SELECTED TEXT:
........

1948 British Nationality Act passed giving British subjects right to enter and settle in the United Kingdom.

June 1948 Britain's first group of post-war Caribbean immigrants arrived in London on the SS Empire Windrush.

1949 Black men's hostel in Deptford attacked by mob of white men.

1950 Reginald Sorenson, MP, put forward Private Member's Bill to outlaw race discrimination in public places. The bill did not pass.

1952 US Congress placed heavy restrictions on Caribbean immigration in the McCarren-Walter Act.

1956 Fenner Brockway,MP, put forward Private Member's Bill to outlaw race discrimination in public places. The bill did not pass. Immigration from the Caribbean peaked in 1956 at 30,000.

1958 Riots orchestrated by white extremists hit Notting Hill and Nottingham. Notting Hill Carnival launched by Trinidadian New Yorker Claudia Jones and others.

1959 Antiguan immigrant Kelso Cochrane killed by six white youths.

........

TASK REQUIREMENTS:
(a) Name every person the timeline of Caribbean immigration to Britain identifies by name.
(b) Extend the timeline of Caribbean immigration and race relations in Britain beyond its final entry.
You won't need the material that follows the timeline.

Detection annotation records:
........

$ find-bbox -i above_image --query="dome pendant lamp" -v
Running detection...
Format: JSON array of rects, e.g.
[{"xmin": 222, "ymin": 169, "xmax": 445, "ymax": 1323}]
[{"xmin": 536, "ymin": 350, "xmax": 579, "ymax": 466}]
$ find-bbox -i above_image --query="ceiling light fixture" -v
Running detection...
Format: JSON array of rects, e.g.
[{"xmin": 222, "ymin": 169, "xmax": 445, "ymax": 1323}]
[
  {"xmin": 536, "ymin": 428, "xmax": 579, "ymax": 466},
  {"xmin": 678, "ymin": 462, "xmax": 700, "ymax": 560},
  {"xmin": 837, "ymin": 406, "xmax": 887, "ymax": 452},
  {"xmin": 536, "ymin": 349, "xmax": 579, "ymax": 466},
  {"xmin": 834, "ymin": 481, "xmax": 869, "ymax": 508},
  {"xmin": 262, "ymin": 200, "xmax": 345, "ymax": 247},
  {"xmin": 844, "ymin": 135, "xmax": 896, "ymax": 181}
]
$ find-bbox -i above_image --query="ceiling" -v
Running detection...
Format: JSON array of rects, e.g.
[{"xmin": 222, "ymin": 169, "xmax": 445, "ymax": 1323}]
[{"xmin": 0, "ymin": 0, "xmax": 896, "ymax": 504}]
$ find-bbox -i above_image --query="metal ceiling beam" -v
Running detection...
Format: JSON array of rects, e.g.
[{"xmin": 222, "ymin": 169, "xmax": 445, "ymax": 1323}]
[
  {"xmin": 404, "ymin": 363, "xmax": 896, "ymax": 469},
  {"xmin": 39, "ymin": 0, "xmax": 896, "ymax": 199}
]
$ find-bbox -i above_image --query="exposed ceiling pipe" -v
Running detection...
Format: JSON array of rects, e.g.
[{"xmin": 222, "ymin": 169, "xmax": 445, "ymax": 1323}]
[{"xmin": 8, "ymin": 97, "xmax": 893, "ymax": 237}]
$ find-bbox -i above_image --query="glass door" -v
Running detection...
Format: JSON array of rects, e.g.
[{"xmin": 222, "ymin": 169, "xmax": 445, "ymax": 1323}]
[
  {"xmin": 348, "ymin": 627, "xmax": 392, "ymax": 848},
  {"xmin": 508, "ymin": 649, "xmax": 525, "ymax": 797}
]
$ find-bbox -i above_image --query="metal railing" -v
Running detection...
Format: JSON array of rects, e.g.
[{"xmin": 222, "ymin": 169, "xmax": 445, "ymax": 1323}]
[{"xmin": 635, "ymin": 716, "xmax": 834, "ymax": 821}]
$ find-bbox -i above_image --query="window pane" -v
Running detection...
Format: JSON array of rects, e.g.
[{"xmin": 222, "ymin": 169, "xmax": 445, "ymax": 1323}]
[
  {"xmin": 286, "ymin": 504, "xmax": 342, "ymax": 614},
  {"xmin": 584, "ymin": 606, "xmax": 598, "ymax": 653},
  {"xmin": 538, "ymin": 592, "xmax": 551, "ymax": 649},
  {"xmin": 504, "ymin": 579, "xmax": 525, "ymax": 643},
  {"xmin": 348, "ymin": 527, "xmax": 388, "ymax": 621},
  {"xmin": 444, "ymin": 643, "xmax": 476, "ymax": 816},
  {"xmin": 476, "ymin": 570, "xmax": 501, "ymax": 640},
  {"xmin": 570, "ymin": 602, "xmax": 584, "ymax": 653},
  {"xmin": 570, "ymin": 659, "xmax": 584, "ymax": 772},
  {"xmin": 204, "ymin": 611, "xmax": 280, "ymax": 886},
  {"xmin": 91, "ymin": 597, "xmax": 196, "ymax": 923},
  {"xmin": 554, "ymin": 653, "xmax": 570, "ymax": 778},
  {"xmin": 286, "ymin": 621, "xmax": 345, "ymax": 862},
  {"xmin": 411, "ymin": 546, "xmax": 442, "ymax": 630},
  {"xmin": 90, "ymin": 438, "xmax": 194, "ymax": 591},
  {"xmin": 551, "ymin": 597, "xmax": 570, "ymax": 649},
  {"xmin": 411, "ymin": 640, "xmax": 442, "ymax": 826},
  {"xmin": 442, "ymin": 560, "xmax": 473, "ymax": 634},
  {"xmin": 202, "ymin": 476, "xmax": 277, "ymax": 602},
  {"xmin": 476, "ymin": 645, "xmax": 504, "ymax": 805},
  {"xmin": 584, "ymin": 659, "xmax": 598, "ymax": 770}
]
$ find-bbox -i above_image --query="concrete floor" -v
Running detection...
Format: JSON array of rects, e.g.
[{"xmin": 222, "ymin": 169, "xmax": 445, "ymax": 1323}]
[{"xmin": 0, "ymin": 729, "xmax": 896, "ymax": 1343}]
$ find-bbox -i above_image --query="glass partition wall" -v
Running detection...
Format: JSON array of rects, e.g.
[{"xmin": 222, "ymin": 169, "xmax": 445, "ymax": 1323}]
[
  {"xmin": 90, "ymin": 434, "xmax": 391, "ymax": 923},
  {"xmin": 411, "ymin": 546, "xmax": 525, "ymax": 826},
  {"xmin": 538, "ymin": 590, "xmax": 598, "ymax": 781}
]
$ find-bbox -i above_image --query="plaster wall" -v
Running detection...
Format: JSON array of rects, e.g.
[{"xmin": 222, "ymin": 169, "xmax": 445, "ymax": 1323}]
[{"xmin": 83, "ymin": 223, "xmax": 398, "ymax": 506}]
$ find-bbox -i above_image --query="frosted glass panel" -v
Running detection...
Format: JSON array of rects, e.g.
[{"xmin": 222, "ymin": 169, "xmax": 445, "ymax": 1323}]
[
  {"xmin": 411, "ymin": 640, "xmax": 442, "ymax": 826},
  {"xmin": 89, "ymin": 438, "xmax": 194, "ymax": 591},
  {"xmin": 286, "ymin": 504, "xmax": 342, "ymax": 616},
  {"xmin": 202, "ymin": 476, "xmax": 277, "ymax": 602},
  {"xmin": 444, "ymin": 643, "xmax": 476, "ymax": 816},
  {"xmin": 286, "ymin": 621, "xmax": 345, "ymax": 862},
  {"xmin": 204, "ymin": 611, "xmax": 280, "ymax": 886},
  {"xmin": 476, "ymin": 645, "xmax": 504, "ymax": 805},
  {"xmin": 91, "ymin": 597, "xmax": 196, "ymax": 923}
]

........

RESULTS:
(a) Reginald Sorenson, Fenner Brockway, Claudia Jones, Kelso Cochrane

(b)
1962 Immigration from the New Commonwealth restricted by the Commonwealth Immigrants Act. Right of entry limited to those born in UK or Republic of Ireland and to those holding a British passport issued by the British government. Holders of British passports issued by the government of a British colony were required to hold an employment voucher before entry could be granted. Wives and children of immigrants were allowed entry, but husbands of female immigrants were not.

1964 Conservative candidate Peter Griffiths won campaigned and won seat in Smethwick on on anti-immigration platform. American Civil Rights leader Martin Luther King, Jr. visited Britain. Campaign against Racial Discrimination established.

1965 The UK's first Race Relations Act passed.

July 1965 Recommendation from the Department of Education that schools keep percentage of immigrant children in the student body below 30%.

February 1968 The Commonwealth Immigrants Act rushed through Parliament. The Act extended the voucher system to include Commonwealth citizens who have a British passport issued by the British government, excepting only in cases where an individual had a parent or grandparent born in Britain. Voucher holders could bring children to the UK only if they had 'sole responsibility' for them.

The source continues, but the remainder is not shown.